%%

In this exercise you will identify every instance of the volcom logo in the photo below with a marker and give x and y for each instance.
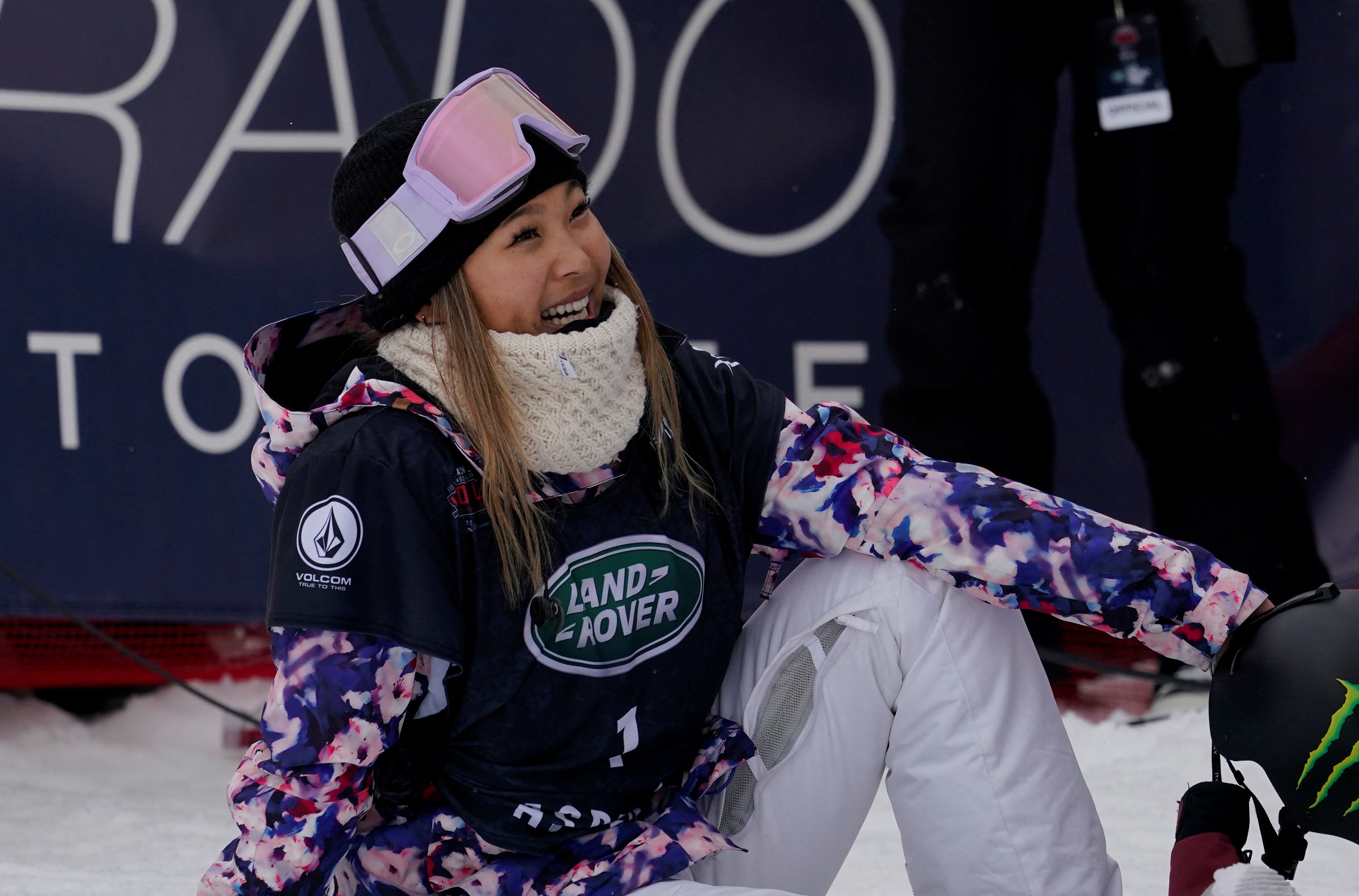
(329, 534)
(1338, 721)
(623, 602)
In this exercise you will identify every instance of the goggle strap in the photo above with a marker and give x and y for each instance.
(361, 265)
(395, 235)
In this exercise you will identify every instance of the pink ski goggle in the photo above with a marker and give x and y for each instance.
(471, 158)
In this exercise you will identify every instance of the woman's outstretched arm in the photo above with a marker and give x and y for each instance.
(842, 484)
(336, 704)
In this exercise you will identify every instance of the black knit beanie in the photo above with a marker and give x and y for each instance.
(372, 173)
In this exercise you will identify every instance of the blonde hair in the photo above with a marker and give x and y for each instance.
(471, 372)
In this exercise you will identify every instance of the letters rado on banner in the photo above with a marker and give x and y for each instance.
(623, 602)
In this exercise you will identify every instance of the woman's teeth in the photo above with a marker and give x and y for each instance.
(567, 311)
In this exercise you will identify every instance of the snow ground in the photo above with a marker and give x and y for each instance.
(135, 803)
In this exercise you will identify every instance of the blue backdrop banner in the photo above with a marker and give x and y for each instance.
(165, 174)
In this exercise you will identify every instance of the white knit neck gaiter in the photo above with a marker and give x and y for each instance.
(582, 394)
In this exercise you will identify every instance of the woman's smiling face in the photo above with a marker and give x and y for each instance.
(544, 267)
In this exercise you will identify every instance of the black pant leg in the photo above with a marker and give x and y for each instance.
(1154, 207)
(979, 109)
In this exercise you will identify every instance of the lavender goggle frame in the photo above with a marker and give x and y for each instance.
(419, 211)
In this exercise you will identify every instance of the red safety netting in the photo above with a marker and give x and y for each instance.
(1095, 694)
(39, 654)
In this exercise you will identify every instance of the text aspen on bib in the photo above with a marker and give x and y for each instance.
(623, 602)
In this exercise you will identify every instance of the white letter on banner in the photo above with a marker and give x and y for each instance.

%%

• **WHAT IS NEEDED**
Copy every one of the records above word for word, leaving the pictures out of your copy.

• **ANSWER FOR THE TASK**
In this exercise you will identify every instance of the volcom logo in the photo below with a marker and give x and y for each instance.
(329, 534)
(1338, 721)
(623, 602)
In this exercise you will identify every instance of the goggle strap in the photo above with a marker and give x and y for each instance.
(361, 265)
(395, 235)
In this exercise you will identify every instance of the pink ski goggle in the photo above with a marker and give x and y for each instance.
(471, 158)
In this exercise you will identify every instance of the woman's outstretched arm in the photo above with a marker and give x and y for each instance.
(842, 484)
(336, 704)
In this exercise you will identify every instance of the black knit beanie in the photo above with a marker and give x and y for each instance.
(372, 173)
In this exercise you will identify every instance of the blonde hair in the photo above with a marker and give x and y for each instance.
(471, 372)
In this exercise you will identify every instance of the letters rado on banner in the photo above with a marker and give x and y for each instance.
(623, 602)
In this exercise you will identify every instance of the woman's teeth in the photo above with a marker and give x and y for each instance.
(567, 311)
In this exercise you will identify every instance of the snow ground in the photo above with a marker and give x and y for each instance.
(135, 803)
In this exercise you will identify every instance of the blue backdrop banner in the photo above with a marker and give x and y for each instance.
(165, 174)
In this exercise you will identify every instance of the white knit neck gaiter in the photo above with a marker and give x and y for each instance.
(582, 394)
In this exercise you will identify every instance of the woman's smiling face in the photo above with a marker and give x and y for each instance.
(544, 267)
In this exercise you will identify every instance of the black pant leg in the photo above with a marker and give x and y for each instance.
(1154, 207)
(979, 109)
In this exercise you will identify every instance of the lavender goggle frame in the photo above with a marker and give x and y for each instance.
(419, 211)
In this exercise you will identify every instance of the red safety netting in the photo above with a marker and give x and y for each instance.
(1095, 694)
(39, 654)
In this exercise you will identify every instance of the text aspen on bib in the photo above with a marker and give x and y for each instance.
(623, 602)
In this exercise you will identify every instance of the white letter on banner in the photo above with a marker and give x and y for each instance.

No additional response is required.